SUPPLIED TEXT:
········
From August 1922 onward, the headquarters of the State Publishing House of Ukraine was located in Kharkiv, albeit the company had representative offices in other Ukrainian cities. Moreover, the company had representation offices in Moscow and Leningrad. Several other publishing houses existed alongside DVU in the Ukrainian SSR; by 1922–1923, there were 49 publishing houses in the republic: 23 state-owned, ten belonging to cooperatives, four belonging to party organs, five to trade unions, and seven private.

DVU printed many books in the Ukrainian language, such as textbooks, series of classics, and translations of Western European literature. It also published some technical literature. DVU published almanacs and magazines such as Pluh, Hart, Chervonyi Shliakh, Zhyttya y revolyutsiya, Kritika and Krasne Slovo. Ukrainian writers working for DVU included Vasyl Ellan-Blakytny, Ivan Bagmut, Maik Yohansen, Volodmyr Koriak, Sergey Pilipenko and Pavlo Tychyna.

During the first years after the 1922 reorganization, DVU struggled to stay afloat, as resources allocated by the Moscow Centre to DVU in terms of the printing press and paper resources were meager. In 1923 DVU published 2.2 million books in Ukrainian language and 1.5 million school primers. Furthermore, in 1923, DVU published a new edition of Mykhailo Kotsiubynsky's works, a Ukrainian-language translation of Vladimir Korolenko's works, two dictionaries, a series of popular theatrical books and a peasants wall calendar. In the first 11 months of 1924, 67 percent of the works published by DVU were in the Ukrainian language.

In 1925, the Soviet Union government began sending DVU economic support, allocating 10 percent of the all-Union budget for publishing activities to Ukraine. The allocated resources were insufficient to meet its needs. In 1925, the financial crisis of DVU reached a point where the entity stopped paying royalties to its writers. DVU had to prioritize printing of school textbooks, with some 80 percent of its printed material being allocated to the education sector. For the 1924–1925 school year, DVU printed 105 school textbooks and 37 teacher instruction books. As of 1925, DVU also supplied five textbooks each for the Yiddish, German, and Polish schools in the Ukrainian SSR, three for the Bulgarian schools, and two for the Moldavian schools. But the number of printed textbooks did not meet the demand, and schools outside of larger cities often had difficulties acquiring them.
········
EXTRACTED RECORDS:

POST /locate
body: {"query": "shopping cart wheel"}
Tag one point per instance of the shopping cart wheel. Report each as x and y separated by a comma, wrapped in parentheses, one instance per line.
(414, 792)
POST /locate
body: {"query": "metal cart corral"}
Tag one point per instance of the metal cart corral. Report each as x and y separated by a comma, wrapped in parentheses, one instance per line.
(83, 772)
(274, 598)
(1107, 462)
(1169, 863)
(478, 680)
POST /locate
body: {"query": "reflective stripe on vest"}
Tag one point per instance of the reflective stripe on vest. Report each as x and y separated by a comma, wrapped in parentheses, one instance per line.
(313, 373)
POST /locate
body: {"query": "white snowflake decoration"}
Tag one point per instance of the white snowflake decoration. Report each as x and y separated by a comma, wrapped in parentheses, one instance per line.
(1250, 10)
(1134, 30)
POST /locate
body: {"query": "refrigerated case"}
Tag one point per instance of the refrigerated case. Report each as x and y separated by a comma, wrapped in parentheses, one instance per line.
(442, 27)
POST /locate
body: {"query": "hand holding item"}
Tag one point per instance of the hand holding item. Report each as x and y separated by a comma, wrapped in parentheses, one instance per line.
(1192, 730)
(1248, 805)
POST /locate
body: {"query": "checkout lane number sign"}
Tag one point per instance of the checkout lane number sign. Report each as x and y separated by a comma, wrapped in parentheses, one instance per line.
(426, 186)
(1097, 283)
········
BRIEF 1:
According to the passage on the State Publishing House of Ukraine, what share of the all-Union publishing budget did the Soviet government allocate to Ukraine in 1925?
BRIEF 2:
Reproduce the passage on the State Publishing House of Ukraine word for word, beginning at the words "From August 1922" and stopping after "and seven private.".

YOUR SOLUTION 1:
10 percent

YOUR SOLUTION 2:
From August 1922 onward, the headquarters of the State Publishing House of Ukraine was located in Kharkiv, albeit the company had representative offices in other Ukrainian cities. Moreover, the company had representation offices in Moscow and Leningrad. Several other publishing houses existed alongside DVU in the Ukrainian SSR; by 1922–1923, there were 49 publishing houses in the republic: 23 state-owned, ten belonging to cooperatives, four belonging to party organs, five to trade unions, and seven private.